● GIVEN PROBLEM:
Reproduce the data below in full and exclude every picture.

++++ ROWS

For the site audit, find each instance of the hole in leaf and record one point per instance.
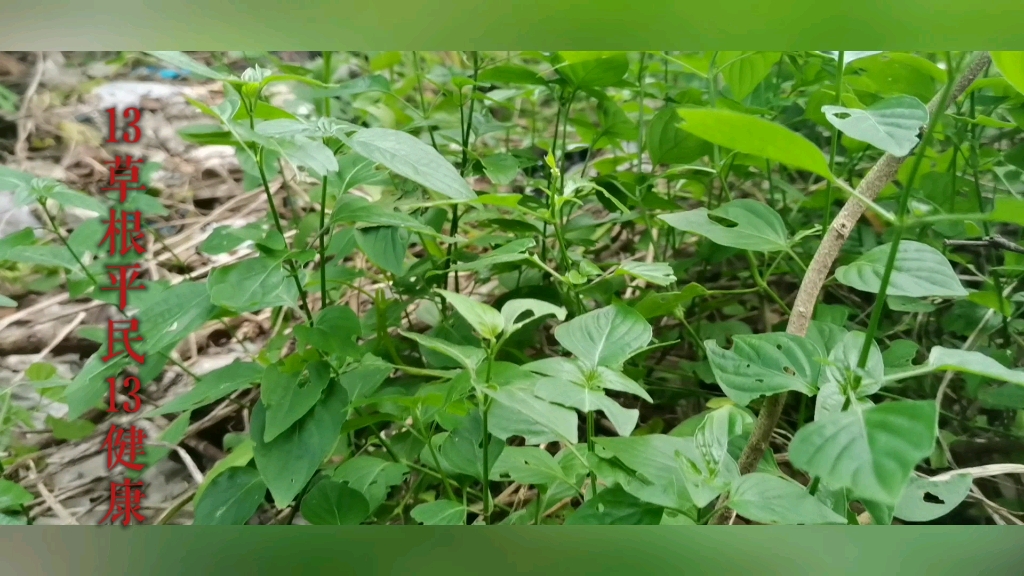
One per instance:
(722, 221)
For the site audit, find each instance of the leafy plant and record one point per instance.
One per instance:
(550, 288)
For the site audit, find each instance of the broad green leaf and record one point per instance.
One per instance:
(373, 477)
(517, 411)
(365, 378)
(667, 144)
(306, 153)
(1010, 210)
(952, 360)
(892, 124)
(334, 503)
(843, 360)
(212, 386)
(410, 157)
(769, 499)
(1011, 66)
(743, 71)
(468, 357)
(288, 397)
(241, 455)
(514, 309)
(763, 365)
(252, 285)
(440, 512)
(501, 168)
(292, 458)
(655, 304)
(527, 464)
(871, 451)
(750, 134)
(486, 321)
(920, 271)
(231, 498)
(353, 209)
(385, 247)
(926, 499)
(755, 225)
(12, 495)
(572, 370)
(656, 273)
(615, 506)
(335, 331)
(605, 337)
(586, 400)
(592, 70)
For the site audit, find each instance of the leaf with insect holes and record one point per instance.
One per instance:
(517, 411)
(871, 451)
(765, 364)
(914, 504)
(919, 272)
(756, 225)
(592, 70)
(769, 499)
(606, 336)
(757, 136)
(408, 156)
(486, 321)
(292, 457)
(439, 512)
(655, 273)
(513, 310)
(892, 124)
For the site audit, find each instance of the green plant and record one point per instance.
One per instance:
(637, 229)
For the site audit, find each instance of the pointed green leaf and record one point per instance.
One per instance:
(756, 136)
(231, 498)
(920, 271)
(486, 321)
(605, 337)
(926, 499)
(871, 451)
(334, 503)
(770, 499)
(763, 365)
(755, 225)
(410, 157)
(892, 124)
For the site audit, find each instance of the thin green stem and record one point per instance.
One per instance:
(835, 140)
(904, 202)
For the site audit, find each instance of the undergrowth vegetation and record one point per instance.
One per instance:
(592, 288)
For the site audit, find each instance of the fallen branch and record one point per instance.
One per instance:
(817, 272)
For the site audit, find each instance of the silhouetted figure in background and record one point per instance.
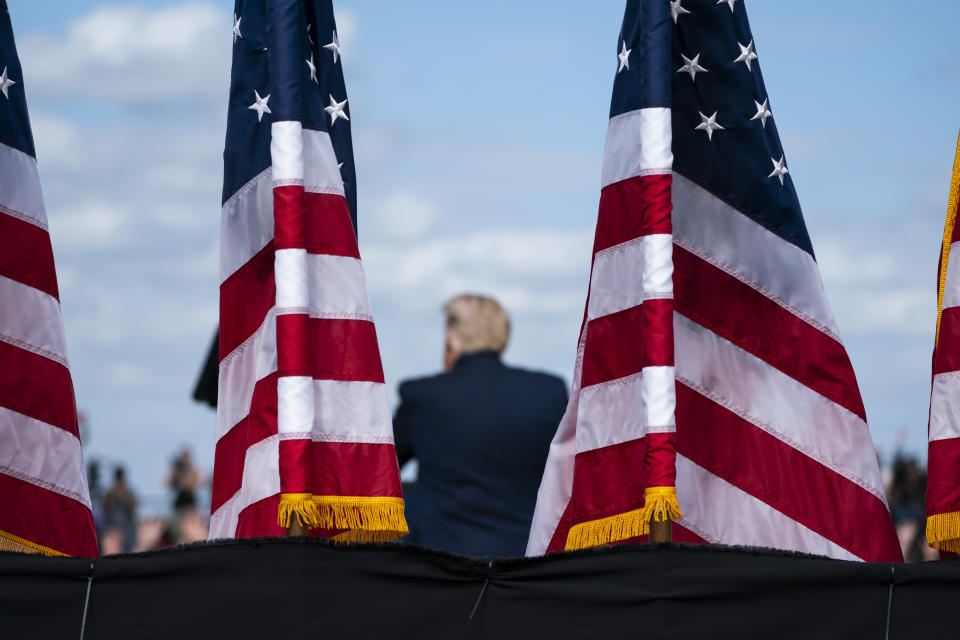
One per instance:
(480, 433)
(120, 512)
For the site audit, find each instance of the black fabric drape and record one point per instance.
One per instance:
(310, 589)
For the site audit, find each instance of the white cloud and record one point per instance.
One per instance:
(537, 269)
(88, 227)
(404, 215)
(134, 54)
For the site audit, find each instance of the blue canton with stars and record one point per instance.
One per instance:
(724, 135)
(14, 121)
(286, 61)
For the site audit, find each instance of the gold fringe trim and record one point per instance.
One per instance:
(952, 202)
(659, 501)
(943, 531)
(10, 542)
(366, 519)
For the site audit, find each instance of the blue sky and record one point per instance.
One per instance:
(478, 133)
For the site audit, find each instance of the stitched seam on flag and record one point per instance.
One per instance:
(835, 543)
(758, 288)
(336, 437)
(948, 375)
(744, 415)
(49, 486)
(236, 495)
(324, 315)
(26, 346)
(25, 217)
(246, 343)
(248, 186)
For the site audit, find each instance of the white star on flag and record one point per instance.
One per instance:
(779, 169)
(763, 112)
(691, 66)
(5, 83)
(746, 54)
(334, 47)
(260, 105)
(709, 125)
(624, 56)
(336, 110)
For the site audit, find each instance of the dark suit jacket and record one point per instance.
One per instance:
(480, 434)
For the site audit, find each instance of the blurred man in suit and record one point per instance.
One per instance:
(480, 432)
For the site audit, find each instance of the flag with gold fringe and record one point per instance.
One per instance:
(304, 434)
(44, 500)
(943, 453)
(770, 445)
(620, 419)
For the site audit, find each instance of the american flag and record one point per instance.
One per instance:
(44, 500)
(303, 421)
(773, 448)
(943, 452)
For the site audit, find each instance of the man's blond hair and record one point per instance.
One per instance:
(476, 323)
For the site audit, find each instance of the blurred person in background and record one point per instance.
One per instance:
(184, 480)
(119, 516)
(480, 433)
(906, 496)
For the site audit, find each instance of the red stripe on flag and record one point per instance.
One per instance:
(337, 349)
(754, 322)
(340, 469)
(231, 449)
(317, 222)
(26, 255)
(786, 479)
(245, 298)
(38, 387)
(632, 208)
(943, 489)
(622, 343)
(946, 357)
(608, 481)
(46, 518)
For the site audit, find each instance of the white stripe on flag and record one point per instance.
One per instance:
(951, 292)
(33, 321)
(945, 406)
(246, 223)
(717, 511)
(335, 285)
(710, 228)
(350, 411)
(261, 479)
(20, 194)
(286, 152)
(240, 371)
(775, 402)
(294, 405)
(638, 143)
(618, 270)
(41, 454)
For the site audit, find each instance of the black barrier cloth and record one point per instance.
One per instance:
(279, 588)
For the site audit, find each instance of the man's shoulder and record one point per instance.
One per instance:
(532, 376)
(413, 387)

++++++++

● SOLUTION TO THE PROBLEM:
For the site audit, find each instance of the hole in leaf and record one point per instance.
One per instance:
(722, 221)
For the site audit, find each instance of the leafy plant and record one point per instance.
One per instance:
(550, 288)
For the site audit, find each instance of the broad green leaf and record one point per instance.
One per instance:
(373, 477)
(517, 411)
(365, 378)
(667, 144)
(306, 153)
(1010, 210)
(952, 360)
(892, 124)
(334, 503)
(843, 360)
(212, 386)
(410, 157)
(769, 499)
(1011, 66)
(743, 71)
(468, 357)
(288, 397)
(241, 455)
(514, 309)
(763, 365)
(252, 285)
(440, 512)
(501, 168)
(292, 458)
(655, 304)
(527, 464)
(871, 451)
(750, 134)
(486, 321)
(920, 271)
(231, 498)
(353, 209)
(385, 247)
(926, 499)
(755, 225)
(12, 495)
(572, 370)
(656, 273)
(615, 506)
(335, 331)
(605, 337)
(586, 400)
(592, 70)
For the site audit, find each instance of the leaf with insect holes and record one point per instance.
One per instance:
(517, 411)
(871, 451)
(765, 364)
(914, 504)
(919, 272)
(756, 225)
(592, 70)
(769, 499)
(606, 336)
(757, 136)
(408, 156)
(486, 321)
(292, 457)
(439, 512)
(655, 273)
(513, 310)
(892, 124)
For the site audit, find each instance of the green plant and record one point per instance.
One per instance:
(637, 229)
For the site audit, find each instance of the pointed green leaf and record one point per instance.
One per instance:
(756, 136)
(231, 498)
(920, 271)
(486, 321)
(605, 337)
(926, 499)
(871, 451)
(334, 503)
(770, 499)
(763, 365)
(755, 225)
(410, 157)
(892, 124)
For the site audit, find each instance of the thin green stem and record one point per instance.
One per instance:
(835, 140)
(904, 202)
For the site audit, find each instance of the undergrowth vegetation and record one point per instance.
One per instance:
(592, 288)
For the site audit, find each instance of the fallen branch and record one point per instance.
One per instance:
(817, 272)
For the site audit, find each instance of the silhouetted figure in background and record one point per instance.
One per instance:
(480, 433)
(120, 512)
For the site audit, find each instance of the black fabric drape and record one point per instance.
One per instance:
(310, 589)
For the site audit, find each instance of the white cloud and record one point per instance.
One per instance:
(537, 269)
(88, 227)
(404, 215)
(134, 54)
For the site audit, find each instance of the blue canton with stars and record one point per instance.
One per instance:
(724, 135)
(14, 121)
(286, 61)
For the site audit, find each instance of the gold fringe trim and record one point per instance.
One per instance:
(952, 202)
(659, 501)
(943, 531)
(10, 542)
(366, 519)
For the site audit, find each instance of the blue sky and record one point per instance.
One per instance:
(478, 133)
For the site audit, find each instance of the stitched seam on flag and record one point per instance.
One per instance:
(835, 543)
(758, 288)
(336, 437)
(948, 375)
(744, 415)
(49, 486)
(236, 495)
(324, 315)
(26, 346)
(25, 217)
(246, 343)
(248, 186)
For the site audit, find each instance of the white star on flag and record one point per instance.
One per instance:
(779, 169)
(763, 112)
(691, 66)
(5, 83)
(746, 54)
(334, 47)
(260, 105)
(709, 125)
(624, 56)
(336, 110)
For the site audit, find each instance of the dark suit jacket and record one point per instance.
One per instance:
(480, 434)
For the site audit, find each instance of the blurred man in suit and record one point per instance.
One per instance:
(480, 432)
For the site audit, find each instance of the flag with gold fringe and record one point per instance.
One per instance:
(304, 434)
(44, 500)
(943, 453)
(770, 445)
(620, 419)
For the site audit, find each instance of the american flag and record one point per instance.
One per instance:
(44, 500)
(303, 421)
(773, 448)
(943, 452)
For the site audit, find each instance of the man's blond hair and record one point per instance.
One per instance:
(476, 323)
For the site audit, find each instance of the blurred person in background and record one point per instance.
One per instance:
(184, 480)
(119, 516)
(480, 433)
(906, 496)
For the site audit, find each instance of the red stripe on flag and record one point per instance.
One per instance:
(337, 349)
(754, 322)
(340, 469)
(231, 449)
(317, 222)
(26, 255)
(786, 479)
(245, 298)
(38, 387)
(632, 208)
(943, 489)
(622, 343)
(946, 357)
(608, 481)
(46, 518)
For the site audit, find each instance of the white stripe on flag and record one point per instance.
One per instance:
(951, 292)
(33, 321)
(945, 406)
(246, 223)
(717, 511)
(335, 285)
(710, 228)
(350, 411)
(261, 479)
(20, 194)
(286, 152)
(240, 371)
(775, 402)
(294, 405)
(638, 143)
(618, 270)
(41, 454)
For the site audit, find each instance of the black barrier cloth and record one point per instance.
One per instance:
(279, 588)
For the site audit, find each instance of the man's shoulder and record one point per instance.
One per instance:
(532, 376)
(413, 387)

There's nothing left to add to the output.